Only the lines from the one holding "teal shirt in" to the end of the data should be echoed, exactly as they appear, minus the pictures.

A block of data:
%%

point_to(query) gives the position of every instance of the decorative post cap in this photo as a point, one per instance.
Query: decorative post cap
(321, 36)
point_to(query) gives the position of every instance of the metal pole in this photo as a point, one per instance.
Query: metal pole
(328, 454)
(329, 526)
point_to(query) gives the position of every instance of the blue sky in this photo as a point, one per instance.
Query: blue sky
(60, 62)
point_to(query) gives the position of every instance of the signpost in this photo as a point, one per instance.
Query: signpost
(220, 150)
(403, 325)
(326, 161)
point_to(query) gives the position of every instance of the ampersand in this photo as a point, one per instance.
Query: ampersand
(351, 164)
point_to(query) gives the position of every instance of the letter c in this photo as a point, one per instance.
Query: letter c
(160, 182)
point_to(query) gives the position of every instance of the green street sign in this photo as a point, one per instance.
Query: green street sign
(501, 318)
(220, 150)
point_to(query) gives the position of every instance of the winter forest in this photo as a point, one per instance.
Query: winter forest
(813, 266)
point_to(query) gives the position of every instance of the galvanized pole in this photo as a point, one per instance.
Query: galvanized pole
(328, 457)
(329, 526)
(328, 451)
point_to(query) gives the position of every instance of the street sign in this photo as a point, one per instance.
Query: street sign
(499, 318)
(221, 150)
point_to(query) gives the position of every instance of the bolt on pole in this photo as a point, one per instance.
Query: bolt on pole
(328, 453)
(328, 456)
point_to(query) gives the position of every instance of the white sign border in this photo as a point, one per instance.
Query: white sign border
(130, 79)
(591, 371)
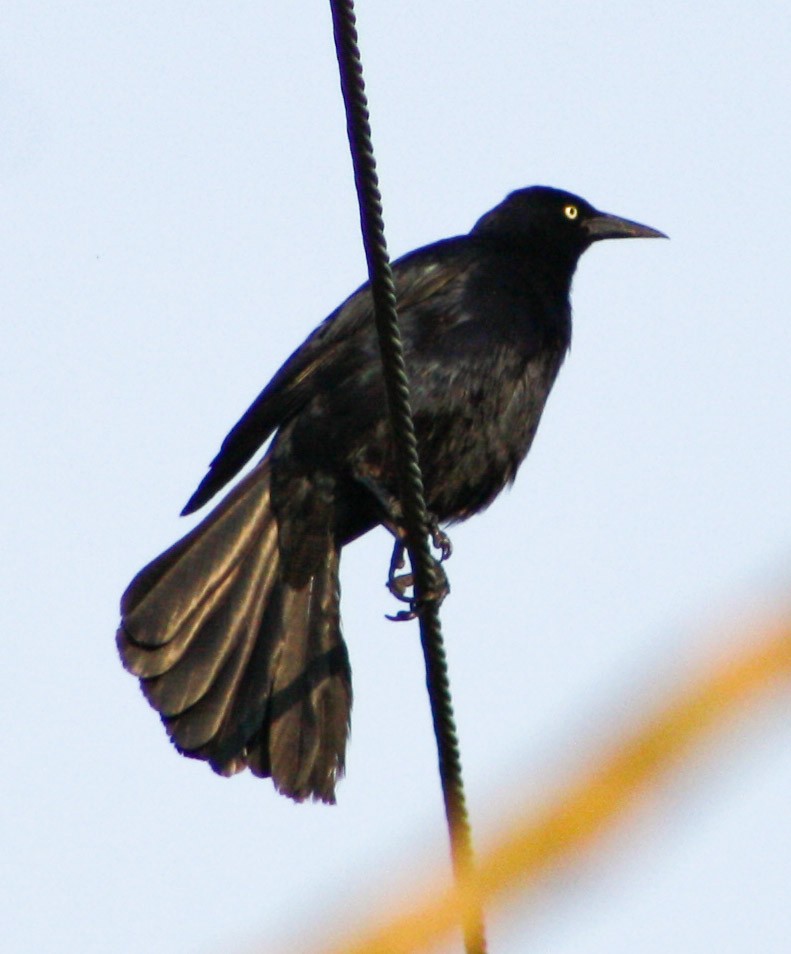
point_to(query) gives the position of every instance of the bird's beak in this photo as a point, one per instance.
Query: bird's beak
(603, 225)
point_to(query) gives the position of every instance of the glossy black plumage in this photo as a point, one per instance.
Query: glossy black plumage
(234, 631)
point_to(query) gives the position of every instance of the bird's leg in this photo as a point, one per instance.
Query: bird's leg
(392, 519)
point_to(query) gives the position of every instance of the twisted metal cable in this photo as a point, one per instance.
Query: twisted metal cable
(415, 514)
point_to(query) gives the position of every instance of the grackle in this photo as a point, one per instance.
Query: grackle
(234, 632)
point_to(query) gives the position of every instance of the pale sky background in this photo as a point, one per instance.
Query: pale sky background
(176, 214)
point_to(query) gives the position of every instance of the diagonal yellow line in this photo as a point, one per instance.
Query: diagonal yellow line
(596, 800)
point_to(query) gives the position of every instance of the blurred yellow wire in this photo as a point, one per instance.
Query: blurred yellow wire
(588, 806)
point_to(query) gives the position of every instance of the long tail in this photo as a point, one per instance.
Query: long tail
(246, 669)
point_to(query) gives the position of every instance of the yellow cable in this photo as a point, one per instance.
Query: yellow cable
(594, 802)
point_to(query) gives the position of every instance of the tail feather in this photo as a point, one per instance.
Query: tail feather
(246, 669)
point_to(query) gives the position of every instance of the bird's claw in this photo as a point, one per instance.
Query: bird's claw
(440, 539)
(398, 585)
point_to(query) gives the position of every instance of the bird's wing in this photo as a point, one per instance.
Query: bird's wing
(336, 346)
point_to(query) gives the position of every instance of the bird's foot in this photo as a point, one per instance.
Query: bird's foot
(440, 539)
(399, 584)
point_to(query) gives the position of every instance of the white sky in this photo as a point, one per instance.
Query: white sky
(176, 214)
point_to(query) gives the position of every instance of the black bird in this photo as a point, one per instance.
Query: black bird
(234, 631)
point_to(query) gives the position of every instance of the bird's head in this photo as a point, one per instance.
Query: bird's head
(552, 219)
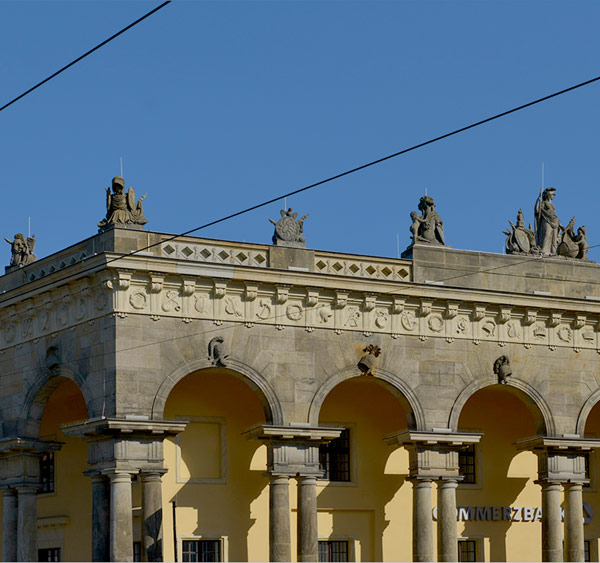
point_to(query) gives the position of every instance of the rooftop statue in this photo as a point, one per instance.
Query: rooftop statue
(549, 238)
(288, 230)
(573, 245)
(22, 250)
(427, 227)
(121, 207)
(521, 240)
(547, 225)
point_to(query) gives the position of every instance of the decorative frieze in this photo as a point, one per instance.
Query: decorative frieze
(159, 295)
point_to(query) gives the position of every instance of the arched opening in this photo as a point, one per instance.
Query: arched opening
(499, 502)
(63, 523)
(590, 492)
(369, 491)
(217, 477)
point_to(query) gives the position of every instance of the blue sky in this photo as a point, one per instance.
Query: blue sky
(216, 106)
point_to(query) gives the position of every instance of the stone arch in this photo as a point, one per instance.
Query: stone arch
(265, 392)
(415, 415)
(529, 395)
(587, 407)
(39, 392)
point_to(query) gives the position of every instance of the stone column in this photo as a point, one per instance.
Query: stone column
(27, 523)
(9, 525)
(121, 527)
(152, 515)
(280, 548)
(422, 521)
(100, 518)
(551, 522)
(447, 534)
(574, 549)
(308, 538)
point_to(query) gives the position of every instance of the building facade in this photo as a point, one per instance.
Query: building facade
(203, 400)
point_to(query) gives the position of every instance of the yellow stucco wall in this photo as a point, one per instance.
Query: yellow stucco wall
(73, 491)
(217, 476)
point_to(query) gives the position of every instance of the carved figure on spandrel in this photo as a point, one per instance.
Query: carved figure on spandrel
(22, 250)
(121, 207)
(502, 368)
(217, 352)
(288, 230)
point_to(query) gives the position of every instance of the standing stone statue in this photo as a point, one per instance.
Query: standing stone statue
(547, 225)
(288, 230)
(121, 207)
(427, 227)
(22, 250)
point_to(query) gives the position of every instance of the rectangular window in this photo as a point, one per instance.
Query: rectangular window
(47, 472)
(201, 550)
(586, 457)
(49, 554)
(467, 550)
(466, 464)
(587, 555)
(334, 458)
(137, 551)
(333, 550)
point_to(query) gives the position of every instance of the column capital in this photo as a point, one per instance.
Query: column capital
(152, 475)
(560, 460)
(449, 482)
(27, 489)
(420, 481)
(434, 454)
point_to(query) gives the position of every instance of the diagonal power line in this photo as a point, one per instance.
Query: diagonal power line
(47, 79)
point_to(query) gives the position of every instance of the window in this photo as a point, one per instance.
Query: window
(586, 457)
(334, 458)
(47, 477)
(333, 550)
(466, 464)
(467, 550)
(587, 555)
(137, 551)
(49, 554)
(201, 550)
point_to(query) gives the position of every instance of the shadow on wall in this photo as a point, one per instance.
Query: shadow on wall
(214, 460)
(503, 473)
(365, 507)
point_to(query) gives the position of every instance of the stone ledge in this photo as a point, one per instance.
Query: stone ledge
(311, 434)
(112, 426)
(414, 437)
(558, 443)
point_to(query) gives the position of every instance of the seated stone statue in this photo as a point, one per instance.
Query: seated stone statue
(121, 207)
(573, 245)
(22, 250)
(521, 240)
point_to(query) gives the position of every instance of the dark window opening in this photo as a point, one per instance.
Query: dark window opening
(334, 458)
(49, 554)
(47, 473)
(201, 550)
(466, 464)
(467, 550)
(587, 555)
(586, 457)
(334, 550)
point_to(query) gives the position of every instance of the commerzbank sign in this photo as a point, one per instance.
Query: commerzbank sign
(509, 513)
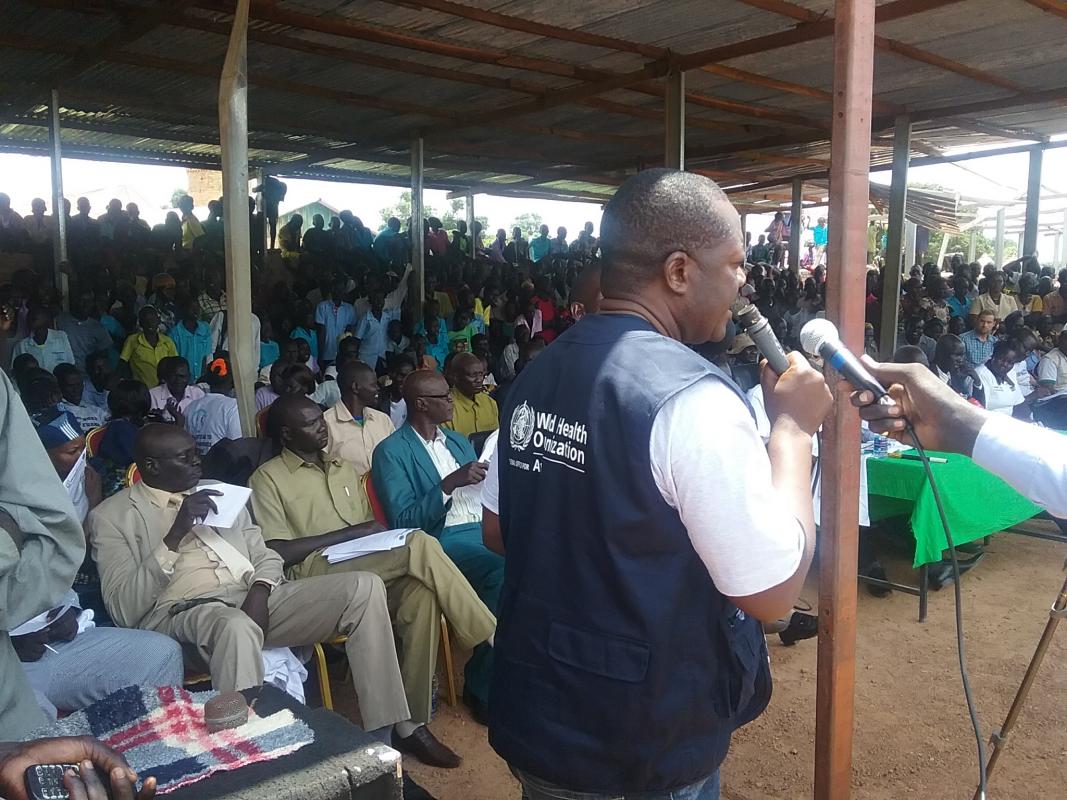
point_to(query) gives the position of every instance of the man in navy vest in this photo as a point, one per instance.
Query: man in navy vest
(647, 528)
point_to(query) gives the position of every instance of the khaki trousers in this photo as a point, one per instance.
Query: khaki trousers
(302, 612)
(421, 584)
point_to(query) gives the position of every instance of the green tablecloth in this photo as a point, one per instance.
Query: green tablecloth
(976, 501)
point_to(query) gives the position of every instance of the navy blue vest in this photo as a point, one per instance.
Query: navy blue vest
(619, 667)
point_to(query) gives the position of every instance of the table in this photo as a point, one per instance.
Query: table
(976, 502)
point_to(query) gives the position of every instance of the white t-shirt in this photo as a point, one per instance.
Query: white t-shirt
(1033, 460)
(1000, 397)
(211, 418)
(710, 464)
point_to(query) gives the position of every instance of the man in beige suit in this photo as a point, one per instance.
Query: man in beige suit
(306, 501)
(222, 589)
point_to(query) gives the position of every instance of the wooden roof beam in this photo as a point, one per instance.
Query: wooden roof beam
(1058, 8)
(783, 8)
(801, 33)
(131, 28)
(605, 80)
(608, 43)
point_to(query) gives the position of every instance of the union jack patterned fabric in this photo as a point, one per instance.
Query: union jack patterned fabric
(161, 733)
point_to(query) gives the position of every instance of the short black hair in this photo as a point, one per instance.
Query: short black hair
(129, 399)
(653, 214)
(63, 370)
(38, 387)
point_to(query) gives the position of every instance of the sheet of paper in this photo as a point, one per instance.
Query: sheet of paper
(386, 540)
(231, 504)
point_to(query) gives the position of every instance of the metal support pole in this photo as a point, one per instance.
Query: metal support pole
(234, 137)
(1063, 242)
(417, 239)
(59, 211)
(1033, 204)
(1000, 738)
(894, 241)
(849, 195)
(674, 122)
(999, 248)
(795, 213)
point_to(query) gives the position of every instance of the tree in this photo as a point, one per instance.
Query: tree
(530, 224)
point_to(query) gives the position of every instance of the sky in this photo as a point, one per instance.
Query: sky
(993, 179)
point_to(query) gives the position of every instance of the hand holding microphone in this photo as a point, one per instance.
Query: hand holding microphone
(793, 390)
(941, 418)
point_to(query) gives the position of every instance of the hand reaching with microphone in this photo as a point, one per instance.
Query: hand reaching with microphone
(798, 398)
(941, 418)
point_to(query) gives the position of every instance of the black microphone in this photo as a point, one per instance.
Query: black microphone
(759, 330)
(819, 337)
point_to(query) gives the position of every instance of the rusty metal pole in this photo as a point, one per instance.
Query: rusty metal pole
(849, 166)
(674, 122)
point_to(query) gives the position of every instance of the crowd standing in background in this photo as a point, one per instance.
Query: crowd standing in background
(367, 416)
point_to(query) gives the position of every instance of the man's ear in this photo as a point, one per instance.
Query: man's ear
(675, 270)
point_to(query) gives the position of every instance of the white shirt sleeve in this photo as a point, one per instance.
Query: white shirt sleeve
(491, 486)
(233, 422)
(1047, 371)
(1033, 460)
(710, 464)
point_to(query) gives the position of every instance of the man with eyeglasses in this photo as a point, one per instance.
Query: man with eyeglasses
(647, 527)
(473, 410)
(428, 477)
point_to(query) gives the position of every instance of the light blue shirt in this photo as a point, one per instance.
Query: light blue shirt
(370, 332)
(539, 248)
(336, 319)
(195, 347)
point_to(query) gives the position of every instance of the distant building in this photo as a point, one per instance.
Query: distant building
(306, 212)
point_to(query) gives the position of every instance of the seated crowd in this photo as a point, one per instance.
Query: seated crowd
(367, 418)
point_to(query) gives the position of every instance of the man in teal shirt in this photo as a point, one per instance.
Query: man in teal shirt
(540, 244)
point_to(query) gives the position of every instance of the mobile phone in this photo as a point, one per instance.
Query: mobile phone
(45, 781)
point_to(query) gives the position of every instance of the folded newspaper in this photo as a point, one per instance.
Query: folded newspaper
(387, 540)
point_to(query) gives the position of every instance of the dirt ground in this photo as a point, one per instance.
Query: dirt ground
(912, 734)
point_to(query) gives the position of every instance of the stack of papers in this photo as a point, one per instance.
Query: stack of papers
(387, 540)
(229, 505)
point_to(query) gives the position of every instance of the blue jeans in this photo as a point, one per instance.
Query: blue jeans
(535, 788)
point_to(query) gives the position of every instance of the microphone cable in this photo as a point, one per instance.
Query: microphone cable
(960, 644)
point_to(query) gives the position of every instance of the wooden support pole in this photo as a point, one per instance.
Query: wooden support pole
(59, 210)
(894, 240)
(795, 213)
(470, 208)
(417, 238)
(674, 122)
(910, 232)
(234, 137)
(849, 164)
(999, 249)
(1033, 204)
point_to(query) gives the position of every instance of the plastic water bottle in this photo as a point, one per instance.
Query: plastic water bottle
(880, 447)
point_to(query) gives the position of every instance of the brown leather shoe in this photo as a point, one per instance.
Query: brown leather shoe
(426, 747)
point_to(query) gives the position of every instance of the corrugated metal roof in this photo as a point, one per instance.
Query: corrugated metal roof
(331, 102)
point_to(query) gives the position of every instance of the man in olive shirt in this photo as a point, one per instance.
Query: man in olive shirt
(305, 501)
(474, 411)
(355, 427)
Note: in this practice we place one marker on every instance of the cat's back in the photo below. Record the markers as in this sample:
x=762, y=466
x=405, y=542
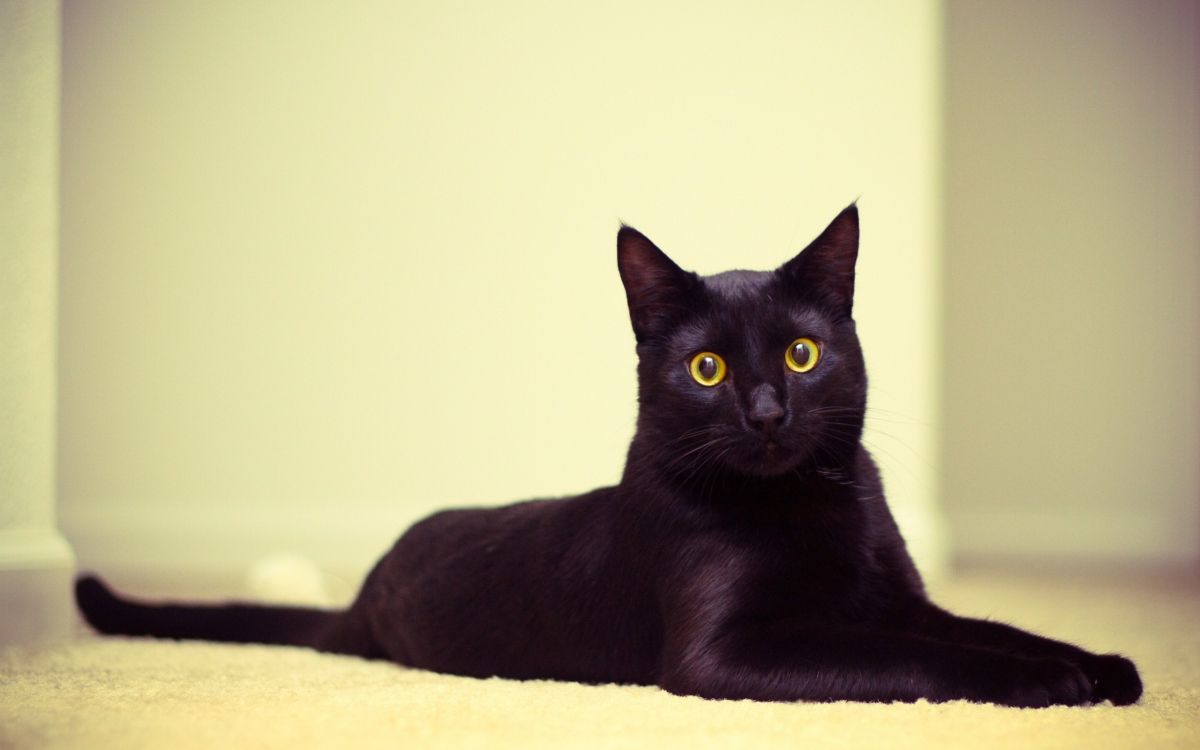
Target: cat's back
x=529, y=589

%%

▸ **WRITTEN ANSWER**
point_to(query) gives the position of every instance of the man in teal shirt in this photo as a point, one per instance.
Query: man in teal shirt
(540, 244)
point_to(query) gives the position of every instance of the mobile phone in this photo as a point, one per instance.
Query: mobile phone
(45, 781)
point_to(query) gives the position of every instance of the folded newspaper in this photo as a point, one per instance.
Query: folded newspaper
(387, 540)
point_to(query) gives the position of every instance of the dirt ground in this photo as a point, one per instance.
Query: dirt ground
(912, 734)
point_to(query) gives the position of every instance of the stack of papers in this photo as a point, one per instance.
Query: stack of papers
(387, 540)
(229, 505)
point_to(query) gives the position of every instance of the blue jeans in this photo as a point, one per instance.
Query: blue jeans
(535, 788)
point_to(query) gives the position of every instance of the microphone cable in this photo as a point, one per instance.
Query: microphone cable
(960, 644)
point_to(query) gives the position of every instance of the wooden support pole in this photo as a point, one per instance.
Query: wooden support pole
(59, 210)
(894, 240)
(795, 213)
(470, 208)
(417, 238)
(674, 122)
(910, 232)
(234, 137)
(849, 164)
(999, 249)
(1033, 204)
point_to(query) gives the position of every instance of the plastic water bottle in this photo as a point, one per instance.
Query: plastic water bottle
(880, 447)
point_to(query) gives the position of every instance of the brown leather shoe in this photo as a point, one per instance.
Query: brown leather shoe
(426, 747)
point_to(query) gives the position of every instance of the corrugated metal roof in this photo as a point, one per instance.
Query: corrugated metal roof
(331, 102)
point_to(query) gives the position of every instance of the man in olive shirt in this photo as a point, one per instance.
Query: man in olive shirt
(305, 501)
(474, 411)
(355, 427)
Note: in this practice we place one marker on every instance of the cat's back in the photo below. Record the markers as in this sample:
x=762, y=466
x=405, y=542
Target: cat's back
x=529, y=589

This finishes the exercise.